> **Document text**
[refactor] typification of SearXNG (MainResult) / result items (part 2)

The class ReslutContainer has been revised, it can now handle the typed Result items of classes: - MainResult - LegacyResult (a dict wrapper for backward compatibility) Due to the now complete typing of theses three clases, instead of the *getitem* accesses, the fields can now be accessed directly via attributes (which is also supported by the IDE). Signed-off-by: Markus Heiser <markus.heiser@darmarit.de>
2026-01-02 17:10:01 +00:00 · 2025-03-05 17:29:20 +01:00
parent d6ce29f7f0
commit 8769b7c6d6
15 changed files with 608 additions and 541 deletions
--- a/searx/result_types/init.py
+++ b/searx/result_types/init.py
@@ -13,13 +13,13 @@

 from __future__ import annotations

-__all__ = ["Result", "EngineResults", "AnswerSet", "Answer", "Translations"]
+__all__ = ["Result", "MainResult", "EngineResults", "AnswerSet", "Answer", "Translations"]

 import abc

 from searx import enginelib

-from ._base import Result, LegacyResult
+from ._base import Result, MainResult, LegacyResult
 from .answer import AnswerSet, Answer, Translations


@@ -30,13 +30,18 @@ class ResultList(list, abc.ABC):
        """The collection of result types (which have already been implemented)."""

        Answer = Answer
+        MainResult = MainResult
+        Result = Result
        Translations = Translations

+        # for backward compatibility
+        LegacyResult = LegacyResult
+
    def __init__(self):
        # pylint: disable=useless-parent-delegation
        super().__init__()

-    def add(self, result: Result):
+    def add(self, result: Result | LegacyResult):
        """Add a :py:`Result` item to the result list."""
        self.append(result)

--- a/searx/result_types/_base.py
+++ b/searx/result_types/_base.py
@@ -10,6 +10,8 @@
 .. autoclass:: Result
   :members:

+.. _LegacyResult:
+
 .. autoclass:: LegacyResult
   :members:
 """
@@ -22,9 +24,88 @@ __all__ = ["Result"]
 import re
 import urllib.parse
 import warnings
+import typing

 import msgspec

+from searx import logger as log
+
+WHITESPACE_REGEX = re.compile('( |\t|\n)+', re.M | re.U)

> **Dataset records**

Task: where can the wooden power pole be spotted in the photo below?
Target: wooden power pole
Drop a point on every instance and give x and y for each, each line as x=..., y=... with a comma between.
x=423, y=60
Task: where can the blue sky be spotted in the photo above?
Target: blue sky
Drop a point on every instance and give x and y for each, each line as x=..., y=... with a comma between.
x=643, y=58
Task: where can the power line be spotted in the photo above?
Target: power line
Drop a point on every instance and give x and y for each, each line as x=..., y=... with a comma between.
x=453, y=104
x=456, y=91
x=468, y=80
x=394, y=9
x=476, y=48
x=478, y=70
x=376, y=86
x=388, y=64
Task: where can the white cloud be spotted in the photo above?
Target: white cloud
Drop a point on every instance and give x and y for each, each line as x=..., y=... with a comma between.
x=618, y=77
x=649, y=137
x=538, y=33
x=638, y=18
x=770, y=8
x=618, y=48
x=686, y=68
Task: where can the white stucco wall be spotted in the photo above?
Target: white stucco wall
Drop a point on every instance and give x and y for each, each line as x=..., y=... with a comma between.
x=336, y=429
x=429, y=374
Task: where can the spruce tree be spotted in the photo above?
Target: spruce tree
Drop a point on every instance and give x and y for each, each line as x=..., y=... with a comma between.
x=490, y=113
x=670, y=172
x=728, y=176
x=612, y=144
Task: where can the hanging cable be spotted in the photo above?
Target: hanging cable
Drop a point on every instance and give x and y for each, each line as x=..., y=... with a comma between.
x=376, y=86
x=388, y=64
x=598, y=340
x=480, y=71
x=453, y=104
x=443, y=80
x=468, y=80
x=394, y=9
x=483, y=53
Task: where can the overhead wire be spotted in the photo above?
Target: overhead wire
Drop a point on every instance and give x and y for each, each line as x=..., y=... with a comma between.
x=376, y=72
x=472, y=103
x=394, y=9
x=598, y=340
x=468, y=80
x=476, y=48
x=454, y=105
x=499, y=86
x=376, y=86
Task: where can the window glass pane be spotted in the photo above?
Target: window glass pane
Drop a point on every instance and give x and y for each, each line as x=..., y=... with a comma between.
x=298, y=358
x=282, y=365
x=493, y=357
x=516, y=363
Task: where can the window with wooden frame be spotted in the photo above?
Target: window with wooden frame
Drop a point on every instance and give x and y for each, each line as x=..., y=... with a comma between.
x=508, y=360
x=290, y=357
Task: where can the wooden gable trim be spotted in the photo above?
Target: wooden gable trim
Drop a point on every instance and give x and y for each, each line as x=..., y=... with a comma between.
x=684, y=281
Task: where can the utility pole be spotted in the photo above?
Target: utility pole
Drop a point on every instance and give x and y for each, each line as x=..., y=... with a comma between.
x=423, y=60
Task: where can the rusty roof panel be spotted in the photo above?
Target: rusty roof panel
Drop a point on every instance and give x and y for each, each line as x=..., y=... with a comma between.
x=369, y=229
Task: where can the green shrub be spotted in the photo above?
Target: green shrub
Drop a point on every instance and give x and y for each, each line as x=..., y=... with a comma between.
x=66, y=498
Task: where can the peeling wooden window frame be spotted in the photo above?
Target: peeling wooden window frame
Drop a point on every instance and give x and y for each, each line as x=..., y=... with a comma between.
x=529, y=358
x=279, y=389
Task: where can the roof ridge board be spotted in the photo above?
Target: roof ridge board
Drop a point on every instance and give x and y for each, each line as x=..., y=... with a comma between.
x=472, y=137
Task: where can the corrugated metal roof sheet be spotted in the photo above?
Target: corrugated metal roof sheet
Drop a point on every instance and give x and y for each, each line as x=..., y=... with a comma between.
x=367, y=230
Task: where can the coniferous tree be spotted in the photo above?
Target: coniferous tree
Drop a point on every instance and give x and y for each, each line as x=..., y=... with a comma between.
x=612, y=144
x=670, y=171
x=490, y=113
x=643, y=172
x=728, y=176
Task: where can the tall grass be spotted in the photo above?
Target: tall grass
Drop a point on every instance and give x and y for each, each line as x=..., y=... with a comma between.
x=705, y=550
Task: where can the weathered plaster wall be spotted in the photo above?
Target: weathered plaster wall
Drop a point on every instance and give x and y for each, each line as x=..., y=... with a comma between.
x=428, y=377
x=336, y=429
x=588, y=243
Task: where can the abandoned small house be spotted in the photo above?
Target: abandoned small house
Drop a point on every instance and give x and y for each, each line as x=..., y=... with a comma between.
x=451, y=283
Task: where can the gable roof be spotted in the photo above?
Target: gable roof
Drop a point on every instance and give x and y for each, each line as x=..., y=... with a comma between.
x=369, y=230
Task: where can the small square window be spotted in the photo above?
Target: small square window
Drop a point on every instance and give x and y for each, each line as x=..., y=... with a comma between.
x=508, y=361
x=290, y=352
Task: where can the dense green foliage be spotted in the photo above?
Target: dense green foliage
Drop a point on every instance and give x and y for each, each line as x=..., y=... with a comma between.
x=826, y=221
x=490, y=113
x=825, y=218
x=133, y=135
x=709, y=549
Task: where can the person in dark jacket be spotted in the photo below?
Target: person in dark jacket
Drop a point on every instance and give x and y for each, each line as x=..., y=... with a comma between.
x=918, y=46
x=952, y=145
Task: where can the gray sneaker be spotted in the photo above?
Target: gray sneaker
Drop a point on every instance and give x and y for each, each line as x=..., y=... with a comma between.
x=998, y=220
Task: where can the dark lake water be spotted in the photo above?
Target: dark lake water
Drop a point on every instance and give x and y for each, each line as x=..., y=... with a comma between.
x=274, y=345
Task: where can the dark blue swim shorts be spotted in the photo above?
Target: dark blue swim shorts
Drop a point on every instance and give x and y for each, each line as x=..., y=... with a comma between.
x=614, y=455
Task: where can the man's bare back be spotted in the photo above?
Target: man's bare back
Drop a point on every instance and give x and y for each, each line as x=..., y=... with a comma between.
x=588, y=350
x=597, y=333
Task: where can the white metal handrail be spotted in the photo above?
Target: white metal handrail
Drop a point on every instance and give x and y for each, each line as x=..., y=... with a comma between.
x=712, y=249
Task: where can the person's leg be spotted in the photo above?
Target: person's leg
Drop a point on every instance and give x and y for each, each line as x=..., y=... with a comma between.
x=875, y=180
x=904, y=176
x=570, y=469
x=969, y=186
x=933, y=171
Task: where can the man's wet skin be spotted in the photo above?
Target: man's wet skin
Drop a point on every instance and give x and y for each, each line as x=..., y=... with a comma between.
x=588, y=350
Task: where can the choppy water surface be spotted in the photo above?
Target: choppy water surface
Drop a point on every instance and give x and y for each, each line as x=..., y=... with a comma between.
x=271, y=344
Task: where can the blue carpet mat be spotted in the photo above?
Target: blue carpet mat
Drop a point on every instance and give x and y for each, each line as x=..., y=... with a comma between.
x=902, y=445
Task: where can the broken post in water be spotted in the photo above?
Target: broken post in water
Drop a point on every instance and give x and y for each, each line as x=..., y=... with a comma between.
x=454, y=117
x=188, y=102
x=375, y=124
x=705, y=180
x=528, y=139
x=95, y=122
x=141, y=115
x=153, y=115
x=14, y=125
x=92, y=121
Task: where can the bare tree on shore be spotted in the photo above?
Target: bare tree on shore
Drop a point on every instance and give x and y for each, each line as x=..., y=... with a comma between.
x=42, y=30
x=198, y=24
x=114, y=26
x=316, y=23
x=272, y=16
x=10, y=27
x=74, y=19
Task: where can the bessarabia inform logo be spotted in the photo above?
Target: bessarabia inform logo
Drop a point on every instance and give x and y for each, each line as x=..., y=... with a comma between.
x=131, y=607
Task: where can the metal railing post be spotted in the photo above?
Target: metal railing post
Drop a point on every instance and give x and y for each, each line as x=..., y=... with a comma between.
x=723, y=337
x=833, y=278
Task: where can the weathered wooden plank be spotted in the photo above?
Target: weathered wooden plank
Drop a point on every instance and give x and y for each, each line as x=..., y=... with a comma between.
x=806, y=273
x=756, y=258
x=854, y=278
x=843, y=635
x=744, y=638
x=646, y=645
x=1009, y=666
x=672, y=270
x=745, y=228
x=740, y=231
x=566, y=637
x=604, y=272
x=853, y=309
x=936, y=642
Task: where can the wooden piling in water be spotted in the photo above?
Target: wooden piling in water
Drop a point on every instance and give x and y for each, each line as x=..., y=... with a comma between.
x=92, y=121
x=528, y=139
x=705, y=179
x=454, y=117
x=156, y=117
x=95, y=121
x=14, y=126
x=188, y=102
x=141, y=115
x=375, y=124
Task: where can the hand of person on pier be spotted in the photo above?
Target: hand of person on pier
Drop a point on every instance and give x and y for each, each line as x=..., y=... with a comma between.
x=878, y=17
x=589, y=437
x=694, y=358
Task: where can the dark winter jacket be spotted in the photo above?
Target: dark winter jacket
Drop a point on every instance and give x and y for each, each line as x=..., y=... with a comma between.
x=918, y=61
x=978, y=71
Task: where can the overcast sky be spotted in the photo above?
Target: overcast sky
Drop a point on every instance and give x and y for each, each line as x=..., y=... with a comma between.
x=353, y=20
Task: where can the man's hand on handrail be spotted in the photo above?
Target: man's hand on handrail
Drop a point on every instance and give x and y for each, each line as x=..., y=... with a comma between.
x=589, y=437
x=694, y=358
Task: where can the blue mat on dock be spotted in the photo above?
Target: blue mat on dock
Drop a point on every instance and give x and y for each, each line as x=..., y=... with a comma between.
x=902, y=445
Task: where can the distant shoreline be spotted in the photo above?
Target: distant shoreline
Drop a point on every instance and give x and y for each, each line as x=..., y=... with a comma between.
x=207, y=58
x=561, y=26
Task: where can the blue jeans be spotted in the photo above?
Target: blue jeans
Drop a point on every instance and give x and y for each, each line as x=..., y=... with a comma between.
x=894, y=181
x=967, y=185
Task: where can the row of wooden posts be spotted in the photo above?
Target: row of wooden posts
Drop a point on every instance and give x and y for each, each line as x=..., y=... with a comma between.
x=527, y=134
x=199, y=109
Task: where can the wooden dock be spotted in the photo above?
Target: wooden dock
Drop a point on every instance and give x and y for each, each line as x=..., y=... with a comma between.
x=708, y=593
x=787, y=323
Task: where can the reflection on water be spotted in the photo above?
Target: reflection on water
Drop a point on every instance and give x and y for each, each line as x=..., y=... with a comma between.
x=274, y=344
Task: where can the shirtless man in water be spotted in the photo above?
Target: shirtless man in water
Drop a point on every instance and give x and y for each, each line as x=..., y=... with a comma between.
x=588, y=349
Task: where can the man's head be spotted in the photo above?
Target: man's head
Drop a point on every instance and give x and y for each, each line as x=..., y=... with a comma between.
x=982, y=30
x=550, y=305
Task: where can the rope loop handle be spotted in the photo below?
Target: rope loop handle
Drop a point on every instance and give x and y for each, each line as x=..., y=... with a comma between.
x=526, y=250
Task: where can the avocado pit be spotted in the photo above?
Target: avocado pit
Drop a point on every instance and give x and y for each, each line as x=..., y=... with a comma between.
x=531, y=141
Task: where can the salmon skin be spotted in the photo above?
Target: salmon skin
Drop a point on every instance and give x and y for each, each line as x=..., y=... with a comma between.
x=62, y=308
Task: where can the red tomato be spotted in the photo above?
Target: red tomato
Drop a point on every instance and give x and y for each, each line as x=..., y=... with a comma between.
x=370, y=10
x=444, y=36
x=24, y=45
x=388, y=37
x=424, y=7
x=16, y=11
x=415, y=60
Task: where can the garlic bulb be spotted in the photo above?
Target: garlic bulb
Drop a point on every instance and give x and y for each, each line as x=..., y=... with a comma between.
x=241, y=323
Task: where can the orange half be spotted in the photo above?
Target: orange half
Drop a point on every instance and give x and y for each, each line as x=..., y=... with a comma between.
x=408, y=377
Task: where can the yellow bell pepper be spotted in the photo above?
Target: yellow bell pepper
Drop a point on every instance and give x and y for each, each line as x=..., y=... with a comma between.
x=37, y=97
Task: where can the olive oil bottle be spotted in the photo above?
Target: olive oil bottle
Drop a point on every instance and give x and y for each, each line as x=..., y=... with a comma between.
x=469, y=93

> **Task statement**
Pick up the SearXNG result-typing commit diff after its last line and keep going in the same diff format.

> **The response**
+
+
+def _normalize_url_fields(result: Result | LegacyResult):
+
+    # As soon we need LegacyResult not any longer, we can move this function to
+    # method Result.normalize_result_fields
+
+    if result.url and not result.parsed_url:
+        if not isinstance(result.url, str):
+            log.debug('result: invalid URL: %s', str(result))
+            result.url = ""
+            result.parsed_url = None
+        else:
+            result.parsed_url = urllib.parse.urlparse(result.url)
+
+    if result.parsed_url:
+        result.parsed_url = result.parsed_url._replace(
+            # if the result has no scheme, use http as default
+            scheme=result.parsed_url.scheme or "http",
+            # normalize ``www.example.com`` to ``example.com``
+            netloc=result.parsed_url.netloc.replace("www.", ""),
+            # normalize ``example.com/path/`` to ``example.com/path``
+            path=result.parsed_url.path.rstrip("/"),
+        )
+        result.url = result.parsed_url.geturl()
+
+    if isinstance(result, LegacyResult) and getattr(result, "infobox", None):
+        # As soon we have InfoboxResult, we can move this function to method
+        # InfoboxResult.normalize_result_fields
+
+        infobox_urls: list[dict[str, str]] = getattr(result, "urls", [])
+        for item in infobox_urls:
+            _url = item.get("url")
+            if not _url:
+                continue
+            _url = urllib.parse.urlparse(_url)
+            item["url"] = _url._replace(
+                scheme=_url.scheme or "http",
+                netloc=_url.netloc.replace("www.", ""),
+                path=_url.path.rstrip("/"),
+            ).geturl()
+
+        infobox_id = getattr(result, "id", None)
+        if infobox_id:
+            _url = urllib.parse.urlparse(infobox_id)
+            result.id = _url._replace(
+                scheme=_url.scheme or "http",
+                netloc=_url.netloc.replace("www.", ""),
+                path=_url.path.rstrip("/"),
+            ).geturl()
+
+
+def _normalize_text_fields(result: MainResult | LegacyResult):
+
+    # As soon we need LegacyResult not any longer, we can move this function to
+    # method MainResult.normalize_result_fields
+
+    # Actually, a type check should not be necessary if the engine is
+    # implemented correctly. Historically, however, we have always had a type
+    # check here.
+
+    if result.title and not isinstance(result.title, str):
+        log.debug("result: invalid type of field 'title': %s", str(result))
+        result.title = str(result)
+    if result.content and not isinstance(result.content, str):
+        log.debug("result: invalid type of field 'content': %s", str(result))
+        result.content = str(result)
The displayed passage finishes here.